• _Task to complete_
Reproduce all the material verbatim, down to the last line.
== Given information
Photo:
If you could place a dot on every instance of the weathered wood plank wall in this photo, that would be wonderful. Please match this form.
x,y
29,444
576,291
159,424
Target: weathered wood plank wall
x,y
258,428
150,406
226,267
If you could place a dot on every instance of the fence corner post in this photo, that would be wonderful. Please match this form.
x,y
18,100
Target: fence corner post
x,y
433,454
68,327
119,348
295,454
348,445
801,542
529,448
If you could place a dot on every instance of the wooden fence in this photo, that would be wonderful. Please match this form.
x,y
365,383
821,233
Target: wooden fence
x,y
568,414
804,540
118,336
====
• _Exercise output_
Photo:
If you could place a dot on every instance of the weathered wood plank wall in this photo, that would be wonderful. Please match this form.
x,y
29,444
576,291
159,424
Target: weathered wood plank wall
x,y
258,428
150,406
226,267
If you could place a dot on every instance of the fence corner post in this photo, that would be wonderful. Please match this form.
x,y
18,100
Target: fence corner post
x,y
433,454
68,327
119,348
295,454
348,445
801,542
529,448
If you could place a dot on every instance of the wooden fence in this photo, that would be wonderful. Please match this form.
x,y
365,383
821,233
Target: wooden fence
x,y
568,414
804,540
118,336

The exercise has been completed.